The more diverse species in your gut, the better it is for your health. Now an international team led by the Hudson Institute of Medical Research has found a way to determine which species are important and how they interact to create a healthy microbiome, the journal Nature Communications reported.
Understanding these relationships opens the door to a new world of medical opportunities for conditions from Inflammatory Bowel Disease to infections, autoimmune diseases, and cancers.
Associate Professor Samuel Forster and his team at Hudson Institute of Medical Research, working with collaborators from the Institute for Systems Biology in the USA and local collaborators at Monash University and Monash Health, have spent years studying the gut microbiome and working out which species perform which functions.
He says now it’s possible to map not just what’s there but how they interact and how that can affect the whole body.
“There are roughly 1000 different bacterial species in a healthy gut — it’s a microscopic multicultural community with over a trillion individual members,” A/Prof Forster said.
“Bacteria in our microbiomes exist as communities that rely on each other to produce and share key nutrients between them,” he said. “We have developed a new computational way to understand these dependencies and their role in shaping our microbiome.”
“This new method unlocks our understanding of the gut microbiome and provides a foundation for new treatment options that selectively remodel microbial communities.”
§ §
» **Task instructions**:
• 1. List every medical condition the gut microbiome article names as a possible target for new treatments.
• 2. Please continue the gut microbiome article from its final sentence onward.
§ §
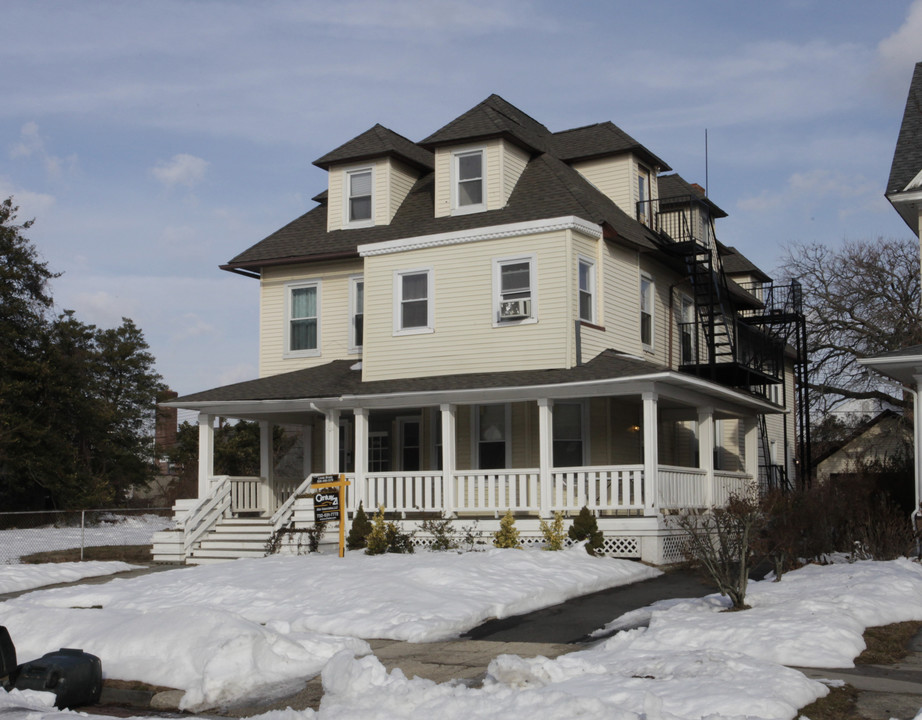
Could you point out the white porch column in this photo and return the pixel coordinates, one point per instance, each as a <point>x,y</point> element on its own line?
<point>307,456</point>
<point>751,452</point>
<point>650,453</point>
<point>361,459</point>
<point>205,453</point>
<point>449,457</point>
<point>267,486</point>
<point>331,441</point>
<point>545,454</point>
<point>706,451</point>
<point>917,434</point>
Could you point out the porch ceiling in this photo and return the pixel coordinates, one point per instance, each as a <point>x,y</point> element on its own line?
<point>293,397</point>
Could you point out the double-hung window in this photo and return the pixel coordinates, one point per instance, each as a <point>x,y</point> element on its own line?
<point>356,314</point>
<point>568,434</point>
<point>587,290</point>
<point>513,282</point>
<point>646,312</point>
<point>304,318</point>
<point>413,301</point>
<point>359,196</point>
<point>468,181</point>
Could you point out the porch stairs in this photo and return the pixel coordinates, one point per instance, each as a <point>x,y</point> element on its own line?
<point>230,538</point>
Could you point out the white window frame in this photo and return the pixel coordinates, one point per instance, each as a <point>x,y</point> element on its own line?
<point>456,207</point>
<point>583,429</point>
<point>354,347</point>
<point>687,315</point>
<point>398,302</point>
<point>498,264</point>
<point>289,288</point>
<point>591,291</point>
<point>507,434</point>
<point>648,298</point>
<point>348,222</point>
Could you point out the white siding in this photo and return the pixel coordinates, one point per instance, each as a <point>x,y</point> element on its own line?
<point>464,337</point>
<point>334,318</point>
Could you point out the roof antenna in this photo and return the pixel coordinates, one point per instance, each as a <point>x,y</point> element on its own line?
<point>706,162</point>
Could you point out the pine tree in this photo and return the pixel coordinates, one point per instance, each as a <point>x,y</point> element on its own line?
<point>553,532</point>
<point>507,536</point>
<point>358,533</point>
<point>585,527</point>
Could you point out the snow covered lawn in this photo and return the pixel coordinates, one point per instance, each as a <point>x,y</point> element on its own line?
<point>224,631</point>
<point>221,632</point>
<point>14,578</point>
<point>116,530</point>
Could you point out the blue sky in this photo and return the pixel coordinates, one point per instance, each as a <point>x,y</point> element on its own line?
<point>154,141</point>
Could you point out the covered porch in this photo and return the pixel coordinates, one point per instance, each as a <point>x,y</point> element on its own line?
<point>634,449</point>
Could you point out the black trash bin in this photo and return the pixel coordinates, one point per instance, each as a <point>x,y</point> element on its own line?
<point>75,677</point>
<point>7,656</point>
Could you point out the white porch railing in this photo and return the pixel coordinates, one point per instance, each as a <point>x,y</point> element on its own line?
<point>733,483</point>
<point>400,491</point>
<point>598,488</point>
<point>495,491</point>
<point>679,488</point>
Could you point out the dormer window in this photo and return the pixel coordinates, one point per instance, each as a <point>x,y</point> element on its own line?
<point>359,184</point>
<point>468,185</point>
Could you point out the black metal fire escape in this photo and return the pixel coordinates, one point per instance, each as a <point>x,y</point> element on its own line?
<point>743,347</point>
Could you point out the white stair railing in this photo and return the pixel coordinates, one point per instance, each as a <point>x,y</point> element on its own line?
<point>204,515</point>
<point>284,513</point>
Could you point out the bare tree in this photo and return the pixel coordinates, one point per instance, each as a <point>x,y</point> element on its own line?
<point>861,299</point>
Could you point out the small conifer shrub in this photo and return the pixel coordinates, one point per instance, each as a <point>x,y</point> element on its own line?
<point>358,533</point>
<point>386,537</point>
<point>554,536</point>
<point>507,536</point>
<point>585,527</point>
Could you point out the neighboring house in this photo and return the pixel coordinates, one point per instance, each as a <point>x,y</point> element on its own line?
<point>881,439</point>
<point>904,191</point>
<point>500,316</point>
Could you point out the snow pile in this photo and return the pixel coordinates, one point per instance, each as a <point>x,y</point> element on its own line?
<point>223,632</point>
<point>113,530</point>
<point>15,578</point>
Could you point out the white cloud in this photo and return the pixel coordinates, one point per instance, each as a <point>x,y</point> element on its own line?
<point>181,169</point>
<point>902,50</point>
<point>31,143</point>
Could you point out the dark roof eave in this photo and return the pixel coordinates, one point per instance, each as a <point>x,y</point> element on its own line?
<point>254,265</point>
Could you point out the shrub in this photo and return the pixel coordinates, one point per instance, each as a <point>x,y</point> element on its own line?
<point>721,541</point>
<point>386,537</point>
<point>358,533</point>
<point>554,535</point>
<point>507,536</point>
<point>585,527</point>
<point>442,533</point>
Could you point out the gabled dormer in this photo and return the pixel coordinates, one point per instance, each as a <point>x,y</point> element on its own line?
<point>480,156</point>
<point>370,176</point>
<point>619,166</point>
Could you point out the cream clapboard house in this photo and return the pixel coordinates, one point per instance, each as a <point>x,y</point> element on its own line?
<point>502,317</point>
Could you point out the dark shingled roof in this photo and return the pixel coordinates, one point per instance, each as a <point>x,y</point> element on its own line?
<point>735,263</point>
<point>548,188</point>
<point>494,117</point>
<point>673,186</point>
<point>378,142</point>
<point>907,158</point>
<point>337,378</point>
<point>599,140</point>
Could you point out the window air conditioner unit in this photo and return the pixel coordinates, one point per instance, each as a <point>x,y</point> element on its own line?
<point>514,309</point>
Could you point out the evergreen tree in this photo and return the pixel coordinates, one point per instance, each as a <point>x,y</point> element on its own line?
<point>508,535</point>
<point>358,533</point>
<point>585,527</point>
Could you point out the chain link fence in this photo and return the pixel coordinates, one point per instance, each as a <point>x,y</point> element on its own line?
<point>35,536</point>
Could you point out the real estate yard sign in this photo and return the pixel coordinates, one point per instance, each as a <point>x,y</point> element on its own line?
<point>329,504</point>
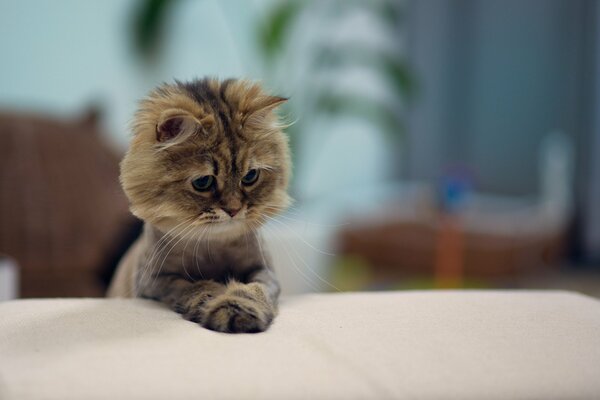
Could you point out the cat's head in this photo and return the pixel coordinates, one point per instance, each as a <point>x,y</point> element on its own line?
<point>207,153</point>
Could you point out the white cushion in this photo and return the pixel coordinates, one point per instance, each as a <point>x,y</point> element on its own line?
<point>414,345</point>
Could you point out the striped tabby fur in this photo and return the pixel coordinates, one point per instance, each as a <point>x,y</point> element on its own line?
<point>193,256</point>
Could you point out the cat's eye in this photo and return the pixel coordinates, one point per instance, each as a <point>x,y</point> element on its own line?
<point>203,183</point>
<point>250,177</point>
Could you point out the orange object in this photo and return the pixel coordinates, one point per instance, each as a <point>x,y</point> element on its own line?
<point>449,253</point>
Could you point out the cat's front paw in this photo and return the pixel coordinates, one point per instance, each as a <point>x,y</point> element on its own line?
<point>241,309</point>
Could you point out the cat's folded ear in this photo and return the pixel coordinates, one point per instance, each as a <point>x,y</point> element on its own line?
<point>176,125</point>
<point>268,103</point>
<point>262,107</point>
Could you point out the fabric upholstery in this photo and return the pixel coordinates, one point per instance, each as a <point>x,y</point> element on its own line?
<point>388,345</point>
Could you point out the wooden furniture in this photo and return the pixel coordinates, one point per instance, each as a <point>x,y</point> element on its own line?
<point>62,211</point>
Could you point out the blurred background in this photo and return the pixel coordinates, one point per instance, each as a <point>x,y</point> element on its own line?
<point>437,144</point>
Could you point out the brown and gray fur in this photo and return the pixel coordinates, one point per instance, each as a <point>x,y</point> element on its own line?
<point>200,252</point>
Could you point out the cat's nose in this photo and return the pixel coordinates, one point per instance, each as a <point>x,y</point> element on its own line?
<point>232,211</point>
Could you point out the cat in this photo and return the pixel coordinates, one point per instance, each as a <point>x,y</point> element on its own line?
<point>207,165</point>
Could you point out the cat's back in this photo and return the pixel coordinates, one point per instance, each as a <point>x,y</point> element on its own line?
<point>123,283</point>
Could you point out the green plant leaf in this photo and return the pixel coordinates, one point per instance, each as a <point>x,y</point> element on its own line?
<point>378,112</point>
<point>148,22</point>
<point>275,29</point>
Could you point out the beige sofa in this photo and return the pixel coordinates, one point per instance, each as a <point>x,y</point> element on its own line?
<point>391,345</point>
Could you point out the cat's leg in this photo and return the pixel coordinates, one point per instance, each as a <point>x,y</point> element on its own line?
<point>245,307</point>
<point>183,296</point>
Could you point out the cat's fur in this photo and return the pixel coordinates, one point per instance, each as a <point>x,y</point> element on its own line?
<point>193,255</point>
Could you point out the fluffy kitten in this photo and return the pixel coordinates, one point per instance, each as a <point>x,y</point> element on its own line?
<point>207,163</point>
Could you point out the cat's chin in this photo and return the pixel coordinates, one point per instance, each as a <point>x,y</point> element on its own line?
§ §
» **List of answers**:
• 1. Inflammatory Bowel Disease, infections, autoimmune diseases, cancers

• 2.
For example, in Crohn’s Disease, the team confirmed the importance of hydrogen sulfide. They discovered that the most likely cause is loss of bacteria that use hydrogen sulfide, not an increase in species producing it, as was previously believed.
The study’s lead author, Dr. Vanessa Marcelino, says a new computational way to study microbial communities was key to establishing these relationships.
“This is a significant step in the development of complex microbial therapies,” Dr. Marcelino said.
“This approach allows us to identify and rank the key interactions between bacteria and use this knowledge to predict targeted ways to change the community.”
A/Prof Forster and his team have a long-standing relationship with Adelaide-based biotechnology company BiomeBank, which is working on new ways to treat and prevent disease by restoring gut microbial ecology.
“Through the partnership between the Hudson Institute of Medical Research and BiomeBank, these insights into community structure will provide the opportunity for targeted intervention with rationally selected combinations of microbes,” he said.